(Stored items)
---+---

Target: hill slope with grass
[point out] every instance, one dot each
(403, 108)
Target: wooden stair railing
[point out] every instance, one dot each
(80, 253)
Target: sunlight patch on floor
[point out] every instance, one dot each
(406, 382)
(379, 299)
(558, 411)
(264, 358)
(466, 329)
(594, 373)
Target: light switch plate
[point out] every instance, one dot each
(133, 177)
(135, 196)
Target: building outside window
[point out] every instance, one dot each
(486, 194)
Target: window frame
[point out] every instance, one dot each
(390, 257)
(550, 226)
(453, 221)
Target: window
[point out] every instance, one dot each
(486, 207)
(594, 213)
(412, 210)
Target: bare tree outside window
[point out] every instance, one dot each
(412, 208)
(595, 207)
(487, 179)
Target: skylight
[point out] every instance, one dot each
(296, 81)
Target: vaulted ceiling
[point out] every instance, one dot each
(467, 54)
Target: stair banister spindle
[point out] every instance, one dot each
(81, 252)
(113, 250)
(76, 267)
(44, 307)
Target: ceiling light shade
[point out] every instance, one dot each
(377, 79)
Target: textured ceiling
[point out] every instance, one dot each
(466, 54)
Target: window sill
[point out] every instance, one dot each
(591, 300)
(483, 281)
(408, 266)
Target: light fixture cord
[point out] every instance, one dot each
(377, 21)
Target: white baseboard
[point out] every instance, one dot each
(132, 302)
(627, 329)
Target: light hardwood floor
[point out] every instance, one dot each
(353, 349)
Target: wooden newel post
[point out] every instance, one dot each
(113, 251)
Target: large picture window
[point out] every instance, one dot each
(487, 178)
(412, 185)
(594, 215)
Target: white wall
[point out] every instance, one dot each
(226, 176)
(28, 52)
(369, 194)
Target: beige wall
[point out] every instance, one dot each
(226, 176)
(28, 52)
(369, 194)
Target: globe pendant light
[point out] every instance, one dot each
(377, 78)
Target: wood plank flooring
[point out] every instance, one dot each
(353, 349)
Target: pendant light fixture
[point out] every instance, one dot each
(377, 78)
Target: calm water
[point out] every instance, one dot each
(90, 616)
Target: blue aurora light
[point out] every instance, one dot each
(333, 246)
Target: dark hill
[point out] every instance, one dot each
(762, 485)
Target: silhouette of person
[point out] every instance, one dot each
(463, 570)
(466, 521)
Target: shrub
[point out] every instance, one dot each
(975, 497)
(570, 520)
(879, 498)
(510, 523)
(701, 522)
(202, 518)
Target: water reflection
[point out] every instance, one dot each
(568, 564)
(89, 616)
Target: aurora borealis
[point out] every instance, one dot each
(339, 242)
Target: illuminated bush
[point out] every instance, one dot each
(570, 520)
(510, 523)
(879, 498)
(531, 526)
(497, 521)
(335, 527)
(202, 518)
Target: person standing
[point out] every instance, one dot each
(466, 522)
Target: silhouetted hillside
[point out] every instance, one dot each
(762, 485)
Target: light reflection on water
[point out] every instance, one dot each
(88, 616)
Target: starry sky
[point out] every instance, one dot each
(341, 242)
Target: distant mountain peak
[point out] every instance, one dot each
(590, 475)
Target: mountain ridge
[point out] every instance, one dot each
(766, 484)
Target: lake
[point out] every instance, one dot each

---+---

Quote the lines of the listing above that run from the line with "Target: illuminated bush" through its last line, both included, and nothing else.

**ANSWER IN FULL:**
Target: illuminated bush
[point out] every instance, one dot each
(570, 520)
(510, 523)
(879, 498)
(531, 526)
(497, 521)
(335, 527)
(202, 518)
Target: person standing
[point out] every instance, one dot each
(466, 522)
Target: silhouetted hillside
[point out] every instance, one dot each
(762, 485)
Target: light reflection on water
[point out] every instance, one dot each
(88, 616)
Target: starry sky
[point out] every instance, one dot each
(341, 242)
Target: distant mountain peak
[point out] every instance, one dot each
(590, 475)
Target: mountain ridge
[point out] every instance, one dot each
(766, 484)
Target: lake
[point out] every instance, one dot each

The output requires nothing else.